◆ **Quellenauszug**
Prozess zum „Tiergartenmord“: Welcher Vadim war es?
Zum Auftakt des Berliner „Tiergartenmord“-Prozesses schweigt der Angeklagte. Die Bundesanwaltschaft sieht russische Staatsstellen hinter der Tat.
Es ist ein komplizierter Fall. Schon wer sich eigentlich da vor dem für Staatschutzsachen zuständigen 2. Strafsenat zu verantworten hat, ist umstritten. Die Bundesanwaltschaft ist überzeugt davon, Vadim Nikolajewitsch Krasikov angeklagt zu haben, geboren am 10. August 1965 in der Region Chimketskiy in Kasachstan. Der Angeklagte bestreitet das. „Ich heiße Vadim Andreevich Sokolov“, gibt er in einer kurzen, von seiner Verteidigung verlesenen Erklärung zu Protokoll. Geboren worden sei er am 20. August 1970 im sibirischen Irkutsk.

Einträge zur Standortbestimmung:
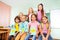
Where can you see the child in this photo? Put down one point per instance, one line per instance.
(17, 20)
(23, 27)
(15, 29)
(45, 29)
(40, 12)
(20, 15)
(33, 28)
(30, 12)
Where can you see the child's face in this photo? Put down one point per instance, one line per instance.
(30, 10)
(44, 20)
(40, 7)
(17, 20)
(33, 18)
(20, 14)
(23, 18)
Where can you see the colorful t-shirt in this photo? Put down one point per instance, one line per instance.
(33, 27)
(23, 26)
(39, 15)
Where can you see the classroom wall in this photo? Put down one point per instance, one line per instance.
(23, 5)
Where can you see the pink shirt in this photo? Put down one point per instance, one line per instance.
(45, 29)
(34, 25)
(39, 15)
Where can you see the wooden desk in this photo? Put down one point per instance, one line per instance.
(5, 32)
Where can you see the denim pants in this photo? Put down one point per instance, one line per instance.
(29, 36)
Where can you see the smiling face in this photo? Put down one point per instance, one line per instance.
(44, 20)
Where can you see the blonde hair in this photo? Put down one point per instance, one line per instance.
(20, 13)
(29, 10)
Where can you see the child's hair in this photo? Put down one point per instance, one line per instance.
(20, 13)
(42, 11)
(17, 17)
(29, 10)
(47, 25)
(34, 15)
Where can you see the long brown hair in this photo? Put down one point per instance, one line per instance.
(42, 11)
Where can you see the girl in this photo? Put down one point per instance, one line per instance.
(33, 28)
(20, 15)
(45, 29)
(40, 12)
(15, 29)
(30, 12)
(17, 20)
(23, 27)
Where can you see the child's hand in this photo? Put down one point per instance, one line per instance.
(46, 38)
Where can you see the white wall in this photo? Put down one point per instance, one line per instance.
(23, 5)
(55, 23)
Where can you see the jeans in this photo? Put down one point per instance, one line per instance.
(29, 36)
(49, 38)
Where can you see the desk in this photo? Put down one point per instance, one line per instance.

--

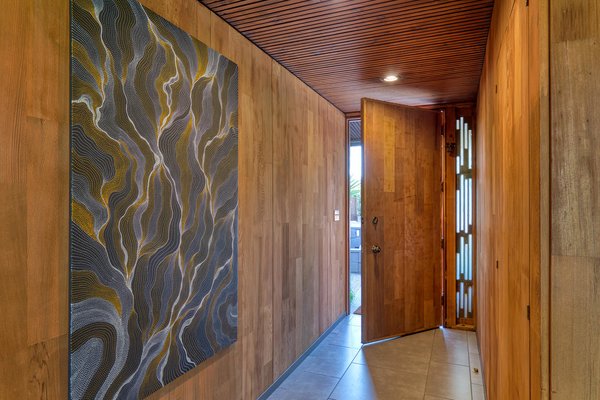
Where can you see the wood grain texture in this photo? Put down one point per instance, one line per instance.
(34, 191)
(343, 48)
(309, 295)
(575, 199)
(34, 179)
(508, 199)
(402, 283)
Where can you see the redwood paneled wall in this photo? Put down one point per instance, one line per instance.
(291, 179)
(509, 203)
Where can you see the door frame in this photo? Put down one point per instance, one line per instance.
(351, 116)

◆ **Deine Aufgaben**
1. Welche Orts- und Gebietsnamen nennt der Artikel über den Tiergartenmord-Prozess in den Angaben zum Geburtsort des Angeklagten?
2. Kannst du aus dem Artikel über den Tiergartenmord-Prozess den Abschnitt wortgetreu ausgeben, der mit „Zum Auftakt des“ beginnt und bis „im sibirischen Irkutsk.“ reicht?

◆ **Lösungsübersicht**
1. Region Chimketskiy, Kasachstan, Irkutsk

2.
Zum Auftakt des Berliner „Tiergartenmord“-Prozesses schweigt der Angeklagte. Die Bundesanwaltschaft sieht russische Staatsstellen hinter der Tat.
Es ist ein komplizierter Fall. Schon wer sich eigentlich da vor dem für Staatschutzsachen zuständigen 2. Strafsenat zu verantworten hat, ist umstritten. Die Bundesanwaltschaft ist überzeugt davon, Vadim Nikolajewitsch Krasikov angeklagt zu haben, geboren am 10. August 1965 in der Region Chimketskiy in Kasachstan. Der Angeklagte bestreitet das. „Ich heiße Vadim Andreevich Sokolov“, gibt er in einer kurzen, von seiner Verteidigung verlesenen Erklärung zu Protokoll. Geboren worden sei er am 20. August 1970 im sibirischen Irkutsk.